• Task to carry out: Your copy of the material must match it exactly, except that pictures are dropped.
## start Supplied data
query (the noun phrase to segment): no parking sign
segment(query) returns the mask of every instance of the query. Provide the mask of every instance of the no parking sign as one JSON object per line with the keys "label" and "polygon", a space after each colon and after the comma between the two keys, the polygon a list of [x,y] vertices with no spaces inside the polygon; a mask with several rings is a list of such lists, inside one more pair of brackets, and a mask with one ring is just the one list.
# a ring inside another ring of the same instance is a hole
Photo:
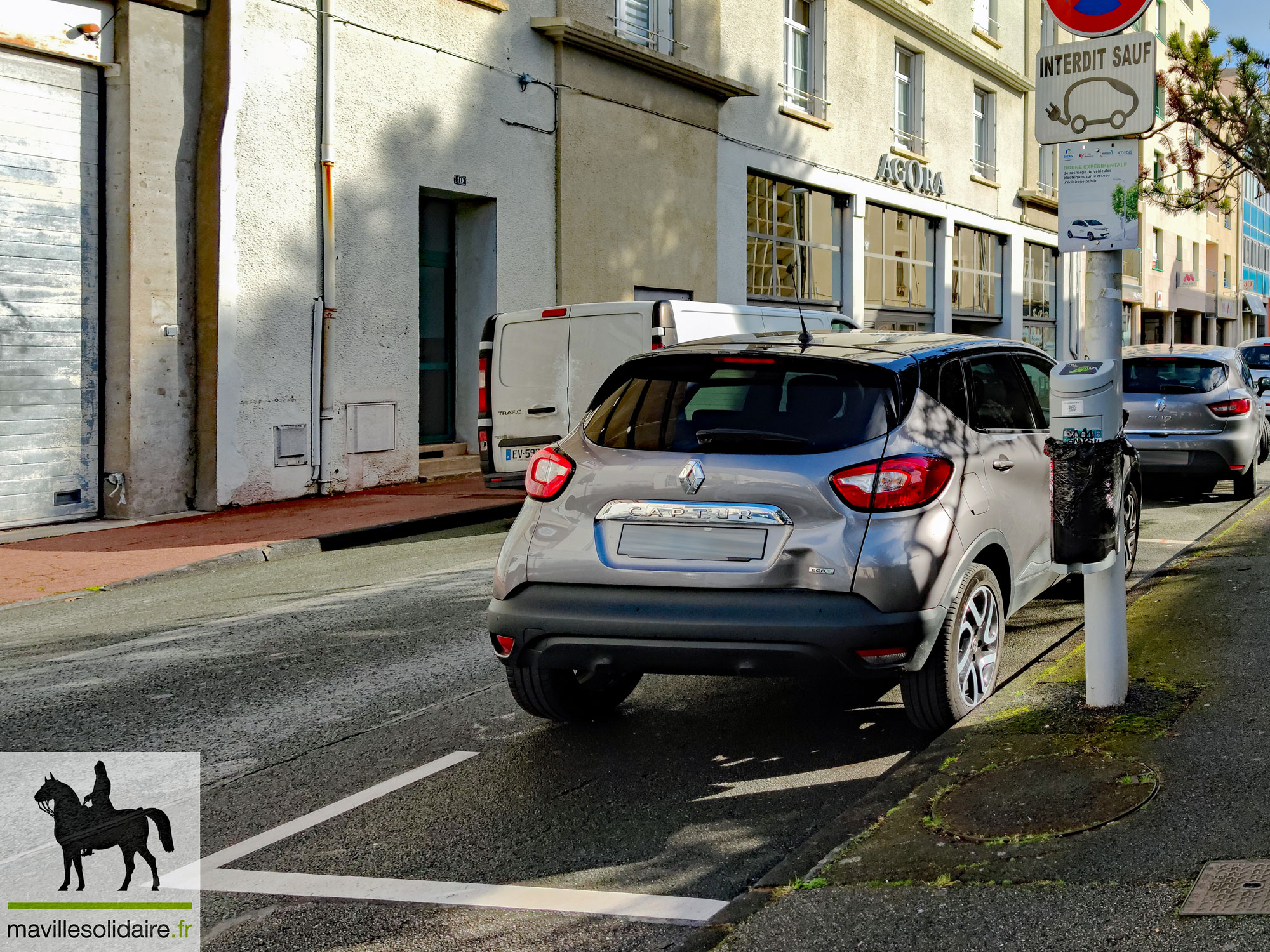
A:
{"label": "no parking sign", "polygon": [[1151,0],[1045,0],[1059,25],[1081,37],[1119,33],[1151,6]]}

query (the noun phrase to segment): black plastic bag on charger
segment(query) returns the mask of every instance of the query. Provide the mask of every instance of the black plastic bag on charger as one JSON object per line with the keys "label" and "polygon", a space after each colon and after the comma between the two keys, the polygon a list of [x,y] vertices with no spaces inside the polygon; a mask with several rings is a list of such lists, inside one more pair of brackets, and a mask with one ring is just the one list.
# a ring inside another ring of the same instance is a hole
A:
{"label": "black plastic bag on charger", "polygon": [[1124,437],[1096,443],[1045,440],[1055,562],[1088,565],[1115,551],[1124,457],[1133,452]]}

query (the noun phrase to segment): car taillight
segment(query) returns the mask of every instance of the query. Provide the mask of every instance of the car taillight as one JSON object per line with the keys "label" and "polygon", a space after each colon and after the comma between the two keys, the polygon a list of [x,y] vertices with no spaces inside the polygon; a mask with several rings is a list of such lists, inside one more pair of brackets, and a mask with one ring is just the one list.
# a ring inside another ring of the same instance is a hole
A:
{"label": "car taillight", "polygon": [[476,360],[476,415],[489,416],[489,354]]}
{"label": "car taillight", "polygon": [[1220,404],[1209,404],[1208,409],[1214,416],[1243,416],[1252,410],[1252,401],[1240,397],[1238,400],[1223,400]]}
{"label": "car taillight", "polygon": [[525,491],[530,499],[555,499],[572,475],[573,459],[551,447],[542,447],[530,457],[530,468],[525,471]]}
{"label": "car taillight", "polygon": [[848,466],[829,485],[852,509],[888,510],[926,505],[944,491],[952,463],[939,456],[897,456]]}

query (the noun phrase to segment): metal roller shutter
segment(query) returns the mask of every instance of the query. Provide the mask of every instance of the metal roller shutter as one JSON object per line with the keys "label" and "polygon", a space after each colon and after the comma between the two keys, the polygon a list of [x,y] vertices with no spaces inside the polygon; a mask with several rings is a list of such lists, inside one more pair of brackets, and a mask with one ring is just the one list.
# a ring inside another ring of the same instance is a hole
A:
{"label": "metal roller shutter", "polygon": [[0,527],[98,508],[98,76],[0,50]]}

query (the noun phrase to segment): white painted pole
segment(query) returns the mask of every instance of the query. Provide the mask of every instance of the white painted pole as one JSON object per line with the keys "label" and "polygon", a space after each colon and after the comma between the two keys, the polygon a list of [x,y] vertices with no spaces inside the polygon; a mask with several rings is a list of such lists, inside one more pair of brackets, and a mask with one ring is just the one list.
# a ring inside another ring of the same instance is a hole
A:
{"label": "white painted pole", "polygon": [[[1085,281],[1085,349],[1091,360],[1119,360],[1121,350],[1121,253],[1090,251]],[[1121,383],[1116,381],[1116,390]],[[1104,437],[1120,429],[1104,420]],[[1115,500],[1118,510],[1120,500]],[[1120,513],[1123,518],[1123,513]],[[1124,547],[1110,569],[1085,576],[1085,702],[1116,707],[1129,694],[1129,630],[1124,592]]]}

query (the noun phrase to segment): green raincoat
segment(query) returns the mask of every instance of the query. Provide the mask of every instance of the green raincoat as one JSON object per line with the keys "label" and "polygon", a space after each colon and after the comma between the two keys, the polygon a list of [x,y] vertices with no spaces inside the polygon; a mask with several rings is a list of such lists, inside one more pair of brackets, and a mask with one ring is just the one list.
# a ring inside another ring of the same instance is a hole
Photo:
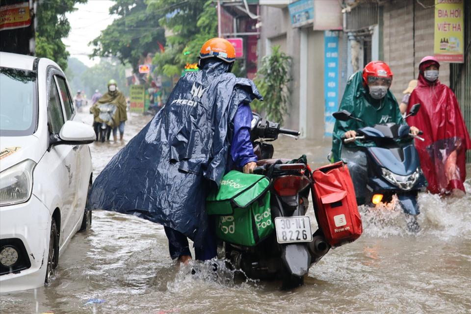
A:
{"label": "green raincoat", "polygon": [[351,147],[368,146],[368,143],[359,141],[355,143],[343,144],[342,137],[347,131],[356,131],[360,128],[380,123],[405,123],[399,110],[397,101],[391,91],[388,90],[386,96],[382,99],[372,98],[367,89],[363,86],[362,71],[357,72],[348,79],[339,107],[339,111],[342,110],[351,112],[353,116],[365,121],[365,124],[352,119],[346,121],[336,121],[332,136],[332,157],[334,162],[340,160],[342,145]]}
{"label": "green raincoat", "polygon": [[115,125],[110,126],[110,127],[115,128],[119,125],[120,122],[128,120],[128,114],[126,113],[126,99],[124,95],[118,90],[114,92],[108,91],[90,108],[90,113],[93,114],[94,122],[102,122],[98,117],[98,115],[100,114],[98,106],[103,104],[113,104],[116,106],[116,111],[113,116]]}

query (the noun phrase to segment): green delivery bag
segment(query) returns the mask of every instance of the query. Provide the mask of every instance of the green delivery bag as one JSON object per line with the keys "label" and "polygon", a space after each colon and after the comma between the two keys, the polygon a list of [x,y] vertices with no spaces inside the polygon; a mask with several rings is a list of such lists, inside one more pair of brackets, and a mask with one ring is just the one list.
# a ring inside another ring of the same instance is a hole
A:
{"label": "green delivery bag", "polygon": [[274,230],[270,209],[270,180],[233,170],[219,191],[206,199],[206,210],[215,217],[216,234],[235,244],[253,246]]}

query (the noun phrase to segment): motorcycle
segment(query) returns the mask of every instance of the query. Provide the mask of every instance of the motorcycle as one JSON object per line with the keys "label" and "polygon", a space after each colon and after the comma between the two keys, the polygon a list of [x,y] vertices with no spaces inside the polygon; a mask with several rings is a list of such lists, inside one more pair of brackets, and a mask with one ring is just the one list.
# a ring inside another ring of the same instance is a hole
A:
{"label": "motorcycle", "polygon": [[[417,114],[420,105],[414,105],[406,118]],[[332,115],[342,121],[353,119],[364,123],[344,110]],[[366,204],[374,206],[380,202],[390,203],[393,195],[396,195],[406,215],[408,228],[412,232],[418,231],[420,227],[417,217],[420,211],[417,195],[425,190],[427,183],[420,169],[414,139],[424,139],[410,133],[409,126],[392,123],[365,127],[356,132],[357,136],[345,138],[343,142],[359,141],[368,144],[368,146],[358,146],[365,153],[367,160]],[[355,175],[352,174],[352,177]]]}
{"label": "motorcycle", "polygon": [[114,124],[113,116],[116,111],[116,106],[112,104],[103,104],[99,105],[98,108],[100,109],[98,117],[101,121],[98,122],[96,127],[98,129],[95,131],[97,140],[104,143],[109,139],[112,131],[109,124]]}
{"label": "motorcycle", "polygon": [[270,203],[275,231],[255,246],[219,239],[217,257],[248,278],[281,279],[283,287],[289,288],[303,284],[304,275],[330,246],[320,230],[312,232],[310,218],[306,215],[313,183],[307,163],[287,163],[289,159],[272,158],[273,146],[267,142],[277,139],[280,134],[296,137],[300,133],[254,113],[251,140],[259,160],[254,173],[264,175],[271,181]]}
## end Supplied data
• Expected output:
query (the noun phrase to segment): no parking sign
segment(query) returns the mask of every instance of the query. Provide the mask of every instance of the no parking sign as one JSON object per line with the keys "label" and "polygon", a space after each colon and after the comma between the two keys, the polygon a list of [x,y] vertices with no spaces inside the polygon; a mask with several rings is a list of such lists, inside one more pair of brackets, and a mask with one ring is just the one list.
# a ring inside another ring of the same instance is a hole
Photo:
A:
{"label": "no parking sign", "polygon": [[1151,0],[1045,0],[1059,25],[1081,37],[1119,33],[1151,6]]}

query (the noun phrase to segment): black plastic bag on charger
segment(query) returns the mask of every instance of the query. Provide the mask of every instance of the black plastic bag on charger as one JSON object per line with the keys "label" and "polygon", a space after each colon and after the comma between the two keys, the polygon a list of [x,y] vertices with no spaces inside the polygon; a mask with several rings is a list of such lists, inside one more pair of brackets, and a mask with one ring is just the one list.
# a ring inside another ring of the same instance is a hole
A:
{"label": "black plastic bag on charger", "polygon": [[1124,437],[1096,443],[1045,440],[1055,562],[1088,565],[1115,551],[1124,457],[1133,452]]}

query (the noun phrase to segment): car taillight
segment(query) returns the mask of every instance of the query. Provide the mask of every instance of the car taillight as one JSON object per line with the keys "label" and "polygon", a space after each colon and after the comma between the two keys, the polygon a list of [x,y] vertices with no spaces inside the polygon; a mask with several rings is a list of such lists, inside one more pair of brackets, and a mask with one ring is just the one list.
# a ring inside another ring of the same instance is a hole
A:
{"label": "car taillight", "polygon": [[476,360],[476,415],[489,416],[489,354]]}
{"label": "car taillight", "polygon": [[1220,404],[1209,404],[1208,409],[1214,416],[1243,416],[1252,410],[1252,401],[1240,397],[1238,400],[1223,400]]}
{"label": "car taillight", "polygon": [[525,491],[530,499],[555,499],[572,475],[573,459],[551,447],[542,447],[530,457],[530,468],[525,471]]}
{"label": "car taillight", "polygon": [[848,466],[829,485],[852,509],[888,510],[926,505],[944,491],[952,463],[939,456],[897,456]]}

query (the noun phrase to segment): metal roller shutter
segment(query) returns the mask of every instance of the query. Provide the mask of every instance of the metal roller shutter as one JSON object per line with the keys "label" and "polygon", a space after each colon and after the comma between the two keys, the polygon a list of [x,y] vertices with no spaces inside the polygon; a mask with several rings is a list of such lists, inside one more pair of brackets, and a mask with one ring is just the one list.
# a ring inside another ring of the same instance is a hole
A:
{"label": "metal roller shutter", "polygon": [[0,527],[98,508],[98,76],[0,50]]}

query (the noun phrase to segment): white painted pole
segment(query) returns the mask of every instance of the query. Provide the mask of every instance of the white painted pole as one JSON object per line with the keys "label" and "polygon", a space after each colon and after the comma between the two keys, the polygon a list of [x,y] vertices with no spaces inside the polygon; a mask with several rings is a list of such lists, inside one more pair of brackets, and a mask with one ring is just the one list.
# a ring inside another ring of the same instance is a hole
A:
{"label": "white painted pole", "polygon": [[[1085,281],[1085,349],[1091,360],[1119,360],[1121,350],[1121,253],[1090,251]],[[1121,383],[1116,381],[1116,390]],[[1104,437],[1120,429],[1104,420]],[[1115,500],[1118,510],[1120,500]],[[1120,513],[1123,518],[1123,513]],[[1124,547],[1110,569],[1085,576],[1085,702],[1116,707],[1129,694],[1129,630],[1124,592]]]}

query (the noun phrase to segment): green raincoat
segment(query) returns the mask of every instance of the query. Provide the mask of every instance of the green raincoat as one JSON object per line with the keys "label" and "polygon", a space after each colon and after the comma between the two keys, the polygon a list of [x,y] vertices with no spaces inside the polygon; a mask with several rings is a list of such lists, inside one more pair of brackets, and a mask with one ring is just the one list.
# a ring inside another ring of the same instance is a hole
Photo:
A:
{"label": "green raincoat", "polygon": [[351,147],[368,146],[368,143],[359,141],[355,143],[343,144],[342,137],[347,131],[356,131],[360,128],[380,123],[405,123],[399,110],[397,101],[391,91],[388,90],[386,96],[382,99],[372,98],[367,89],[363,86],[362,71],[357,72],[348,79],[339,107],[339,111],[342,110],[351,112],[353,116],[365,121],[365,124],[352,119],[346,121],[336,121],[332,136],[332,157],[334,162],[340,160],[342,145]]}
{"label": "green raincoat", "polygon": [[115,125],[110,126],[110,127],[115,128],[119,125],[120,122],[128,120],[128,114],[126,113],[126,99],[124,95],[118,90],[114,92],[108,91],[90,108],[90,113],[93,114],[94,122],[102,122],[98,117],[98,115],[100,114],[98,106],[103,104],[113,104],[116,106],[116,111],[113,116]]}

query (the noun phrase to segment): green delivery bag
segment(query) returns the mask of every instance of the query. Provide the mask of every instance of the green delivery bag as one JSON object per line with the keys "label" and "polygon", a space after each colon and after the comma between the two keys, the polygon a list of [x,y] vertices with no spaces inside the polygon; a mask with several rings is a list of such lists, inside one more pair of brackets, and a mask with one ring is just the one list.
# a ring inside another ring of the same instance is a hole
A:
{"label": "green delivery bag", "polygon": [[274,230],[270,209],[270,180],[233,170],[219,191],[206,199],[206,210],[215,217],[216,234],[235,244],[253,246]]}

query (the noun phrase to segment): motorcycle
segment(query) returns the mask of every instance of the query. Provide the mask of every instance of the motorcycle as one JSON object per line with the keys "label" and "polygon", a space after each colon and after the comma between the two keys, the polygon a list of [x,y] vertices with no spaces inside the polygon; a mask with several rings is a list of such lists, inside one more pair of brackets, and a mask with one ring is just the one list.
# a ring inside another ring of the same instance is a hole
A:
{"label": "motorcycle", "polygon": [[[417,114],[420,105],[414,105],[406,118]],[[332,115],[342,121],[353,119],[364,123],[344,110]],[[366,204],[374,206],[380,202],[390,203],[393,195],[396,195],[406,215],[408,228],[412,232],[418,231],[420,227],[417,217],[420,211],[417,195],[425,190],[427,183],[420,169],[414,139],[424,139],[410,133],[409,126],[392,123],[365,127],[356,132],[357,136],[345,138],[343,142],[359,141],[368,144],[368,146],[358,146],[365,153],[367,160]],[[355,175],[352,174],[352,177]]]}
{"label": "motorcycle", "polygon": [[114,124],[113,116],[116,111],[116,106],[112,104],[103,104],[99,105],[98,108],[100,109],[98,117],[101,121],[98,122],[96,127],[98,129],[95,131],[97,140],[104,143],[109,139],[112,131],[109,124]]}
{"label": "motorcycle", "polygon": [[270,203],[275,231],[255,246],[219,239],[217,257],[248,278],[281,279],[283,287],[289,288],[303,284],[304,275],[330,246],[320,230],[312,232],[310,218],[306,215],[313,183],[307,163],[287,163],[289,159],[272,158],[273,146],[267,142],[277,139],[280,134],[296,137],[300,133],[254,113],[251,140],[259,160],[254,173],[264,175],[271,181]]}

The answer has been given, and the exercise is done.